Nowadays, a very high-quality service demand for multimedia services is increasing drastically. Optical fibres have been used for so many years to fulfil this demand. But the shortcoming of these fibres is that it is not suitable for remote areas deployment and enhances the cost of the system. So, an alternative approach to meet the desired requirements is free space optics (FSO) technology. FSO uses optical wireless links to offer point to point communication in outdoor terrestrial regions with clear line of sight (LOS). FSO system has an optical transceiver unit which has a bi-directional functionality. Each unit involves an optical source, telescope which transmits light through free space, which behaves as a communication channel in it, to another telescope and receives the information  .
Advantages of FSO include high reuse factor, robustness, easily deployable, license free band, no signal interference. FSO system is used for various applications, such as in LAN networks for campus connectivity with Gigabyte Ethernet speeds, in metropolitan area network, spacecraft communication, video surveillance, back-haul for cellular networks like 5G etc.  .
Unfortunately, FSO links are prone to inhomogeneities produced by the temperature and pressure in the atmosphere. This causes atmospheric turbulence effect. This results fluctuations in the received signal, called as scintillation effect or turbulence-induced fading. This is analogous to fading in RF system. Due to this, FSO suffers with the drawback of less reliable link connectivity mainly for distances more than 1000 metre and is sensitive to various weather conditions    .
2. System Architecture
2.1. ASK Modulation Technique
The block diagram of the proposed FSO system using ASK modulation technique is shown in Figure 1. It can be divided into 4 stages. First stage is transmitter which contains an optical source, bit sequence generator, pulse generator and AM modulator. Here pulse generator encodes the digital data of bit sequence generator and its output modulated the carrier signal of optical source using amplitude modulator. Second stage is delay line filter. It is utilised to compensate the dispersion effects which, in turn, reduces the effects caused by atmospheric turbulence, fading etc. the coupling coefficients of the coupler present in this filter can change the dispersion slope. Hence, dispersion and dispersion slope value of the filter can be designed accordingly   . The third stage is FSO channel as described earlier. The final stage is the receiver where the optical detector detects the signal and converts it into the electrical signal.
2.2. PSK Modulation Technique
The block diagram of the proposed FSO system using PSK modulation technique is shown in Figure 2. It consists of 4 stages. First stage is transmitter stage.
Figure 1. Configuration of ASK modulation technique setup.
Figure 2. Block diagram of the proposed PSK modulated FSO system.
In this PSK pulse generator encodes the digital data of bit sequence generator. Encoded data modulates the optical carrier signal using phase modulator. Second stage is delay line filter used to compensate dispersion effects and reduce the turbulence and fading caused by it. The stage is FSO channel where atmosphere acts as the channel. Fourth stage is the receiver stage for the detection of the optical signal and converting it into an electrical signal.

================

_PROMPT_
Rewrite the free space optics text starting at the words "Figure 2. Block" and stopping after "an electrical signal.", with "phase modulator" changed to "phase shifter".

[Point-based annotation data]
================

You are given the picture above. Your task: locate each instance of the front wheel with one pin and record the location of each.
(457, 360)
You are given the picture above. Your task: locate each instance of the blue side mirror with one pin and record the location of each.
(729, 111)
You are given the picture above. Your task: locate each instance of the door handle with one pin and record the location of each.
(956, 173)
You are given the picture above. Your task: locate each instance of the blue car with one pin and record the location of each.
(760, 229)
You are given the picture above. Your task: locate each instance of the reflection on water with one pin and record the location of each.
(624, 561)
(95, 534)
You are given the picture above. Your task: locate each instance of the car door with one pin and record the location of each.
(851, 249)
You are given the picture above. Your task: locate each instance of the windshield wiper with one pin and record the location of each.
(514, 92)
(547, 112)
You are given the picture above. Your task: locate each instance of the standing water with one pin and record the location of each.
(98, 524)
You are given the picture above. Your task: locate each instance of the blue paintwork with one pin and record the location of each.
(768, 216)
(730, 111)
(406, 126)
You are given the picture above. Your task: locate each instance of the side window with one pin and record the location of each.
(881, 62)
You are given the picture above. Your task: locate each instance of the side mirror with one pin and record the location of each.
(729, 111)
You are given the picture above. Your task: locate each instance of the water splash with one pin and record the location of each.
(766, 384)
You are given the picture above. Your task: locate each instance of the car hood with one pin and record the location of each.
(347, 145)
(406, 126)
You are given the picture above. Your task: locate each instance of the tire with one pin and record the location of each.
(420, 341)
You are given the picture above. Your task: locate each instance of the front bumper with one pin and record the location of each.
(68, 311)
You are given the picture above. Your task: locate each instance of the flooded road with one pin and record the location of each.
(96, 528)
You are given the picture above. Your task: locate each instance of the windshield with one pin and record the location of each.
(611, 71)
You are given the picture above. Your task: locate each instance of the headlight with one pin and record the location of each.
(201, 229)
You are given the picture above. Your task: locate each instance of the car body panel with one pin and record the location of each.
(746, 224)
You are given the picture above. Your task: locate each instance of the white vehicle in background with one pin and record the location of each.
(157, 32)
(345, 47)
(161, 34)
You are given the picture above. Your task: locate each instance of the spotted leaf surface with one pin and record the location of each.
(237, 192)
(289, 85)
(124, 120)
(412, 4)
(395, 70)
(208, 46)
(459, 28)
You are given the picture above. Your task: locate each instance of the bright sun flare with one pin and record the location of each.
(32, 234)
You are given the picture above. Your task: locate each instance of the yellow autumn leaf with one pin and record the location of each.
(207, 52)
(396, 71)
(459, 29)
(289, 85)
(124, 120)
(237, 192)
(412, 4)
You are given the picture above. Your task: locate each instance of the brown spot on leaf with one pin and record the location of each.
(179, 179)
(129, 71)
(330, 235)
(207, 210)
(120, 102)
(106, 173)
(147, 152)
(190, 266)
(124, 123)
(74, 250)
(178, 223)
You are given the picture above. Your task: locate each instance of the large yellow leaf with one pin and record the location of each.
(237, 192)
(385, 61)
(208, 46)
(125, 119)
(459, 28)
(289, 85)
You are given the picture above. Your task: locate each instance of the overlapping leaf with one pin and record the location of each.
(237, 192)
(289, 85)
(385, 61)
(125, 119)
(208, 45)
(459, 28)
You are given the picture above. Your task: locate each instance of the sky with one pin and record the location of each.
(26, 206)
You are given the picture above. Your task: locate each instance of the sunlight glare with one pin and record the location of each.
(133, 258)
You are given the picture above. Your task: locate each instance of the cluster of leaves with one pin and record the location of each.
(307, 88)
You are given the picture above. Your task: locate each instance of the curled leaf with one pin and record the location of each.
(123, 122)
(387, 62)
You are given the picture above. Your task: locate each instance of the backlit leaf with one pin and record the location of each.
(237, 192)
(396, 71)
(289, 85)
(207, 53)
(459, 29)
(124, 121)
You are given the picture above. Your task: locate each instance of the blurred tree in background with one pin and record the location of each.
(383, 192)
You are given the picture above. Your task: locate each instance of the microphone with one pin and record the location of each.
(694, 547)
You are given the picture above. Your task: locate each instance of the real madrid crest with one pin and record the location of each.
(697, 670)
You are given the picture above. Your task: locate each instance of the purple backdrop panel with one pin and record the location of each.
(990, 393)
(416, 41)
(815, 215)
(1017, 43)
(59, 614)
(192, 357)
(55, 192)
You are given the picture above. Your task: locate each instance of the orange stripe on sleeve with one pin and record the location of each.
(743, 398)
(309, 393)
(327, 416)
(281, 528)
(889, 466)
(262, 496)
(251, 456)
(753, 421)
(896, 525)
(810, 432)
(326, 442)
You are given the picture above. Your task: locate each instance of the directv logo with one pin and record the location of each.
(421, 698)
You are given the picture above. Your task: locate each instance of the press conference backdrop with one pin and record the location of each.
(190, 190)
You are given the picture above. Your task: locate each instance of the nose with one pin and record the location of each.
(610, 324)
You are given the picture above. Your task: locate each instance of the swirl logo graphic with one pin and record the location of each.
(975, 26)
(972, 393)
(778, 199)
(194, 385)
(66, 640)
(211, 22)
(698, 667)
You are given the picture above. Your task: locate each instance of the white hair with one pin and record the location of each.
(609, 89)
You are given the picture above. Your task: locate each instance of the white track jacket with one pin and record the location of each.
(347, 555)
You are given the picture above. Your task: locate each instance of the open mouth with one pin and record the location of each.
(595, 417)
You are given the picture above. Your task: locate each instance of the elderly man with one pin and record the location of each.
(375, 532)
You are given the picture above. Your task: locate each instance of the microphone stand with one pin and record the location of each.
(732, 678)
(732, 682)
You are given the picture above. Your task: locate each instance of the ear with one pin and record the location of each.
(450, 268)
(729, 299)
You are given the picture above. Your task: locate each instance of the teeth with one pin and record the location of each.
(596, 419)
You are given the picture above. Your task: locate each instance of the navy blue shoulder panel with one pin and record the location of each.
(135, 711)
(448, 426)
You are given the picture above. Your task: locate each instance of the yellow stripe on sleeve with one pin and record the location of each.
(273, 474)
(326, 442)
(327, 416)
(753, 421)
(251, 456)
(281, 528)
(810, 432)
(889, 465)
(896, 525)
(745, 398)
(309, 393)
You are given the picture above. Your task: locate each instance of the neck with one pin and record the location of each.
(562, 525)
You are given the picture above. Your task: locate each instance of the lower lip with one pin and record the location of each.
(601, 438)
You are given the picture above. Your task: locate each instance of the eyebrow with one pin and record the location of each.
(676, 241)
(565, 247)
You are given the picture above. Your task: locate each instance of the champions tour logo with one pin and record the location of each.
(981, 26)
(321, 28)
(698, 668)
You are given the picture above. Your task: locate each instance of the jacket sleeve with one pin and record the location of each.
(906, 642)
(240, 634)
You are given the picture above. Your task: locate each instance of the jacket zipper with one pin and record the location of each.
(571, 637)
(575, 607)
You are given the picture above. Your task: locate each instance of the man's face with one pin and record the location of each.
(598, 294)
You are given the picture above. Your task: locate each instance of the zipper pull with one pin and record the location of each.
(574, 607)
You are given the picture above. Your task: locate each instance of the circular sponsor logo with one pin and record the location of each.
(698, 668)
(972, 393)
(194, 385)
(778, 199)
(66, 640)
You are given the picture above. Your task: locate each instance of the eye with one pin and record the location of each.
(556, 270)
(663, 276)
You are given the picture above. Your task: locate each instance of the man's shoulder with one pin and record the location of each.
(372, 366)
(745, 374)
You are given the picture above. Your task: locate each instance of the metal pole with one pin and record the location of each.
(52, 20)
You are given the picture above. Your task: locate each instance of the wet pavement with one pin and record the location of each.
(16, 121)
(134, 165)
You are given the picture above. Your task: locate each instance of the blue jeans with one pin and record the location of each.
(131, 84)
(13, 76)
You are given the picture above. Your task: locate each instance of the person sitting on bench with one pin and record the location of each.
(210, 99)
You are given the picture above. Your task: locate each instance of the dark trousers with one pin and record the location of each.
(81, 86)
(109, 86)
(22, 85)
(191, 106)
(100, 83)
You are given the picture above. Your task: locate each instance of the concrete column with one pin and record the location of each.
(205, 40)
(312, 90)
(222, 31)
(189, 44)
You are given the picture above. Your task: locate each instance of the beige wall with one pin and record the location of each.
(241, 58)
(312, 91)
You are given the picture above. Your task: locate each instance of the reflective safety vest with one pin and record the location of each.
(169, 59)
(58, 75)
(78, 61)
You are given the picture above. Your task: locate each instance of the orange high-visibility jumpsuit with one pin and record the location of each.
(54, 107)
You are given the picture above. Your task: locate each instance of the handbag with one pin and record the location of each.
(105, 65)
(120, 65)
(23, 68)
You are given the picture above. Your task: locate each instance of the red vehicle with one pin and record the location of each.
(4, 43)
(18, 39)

================

_EXERCISE SOLUTION_
Figure 2. Block diagram of the proposed PSK modulated FSO system.
In this PSK pulse generator encodes the digital data of bit sequence generator. Encoded data modulates the optical carrier signal using phase shifter. Second stage is delay line filter used to compensate dispersion effects and reduce the turbulence and fading caused by it. The stage is FSO channel where atmosphere acts as the channel. Fourth stage is the receiver stage for the detection of the optical signal and converting it into an electrical signal.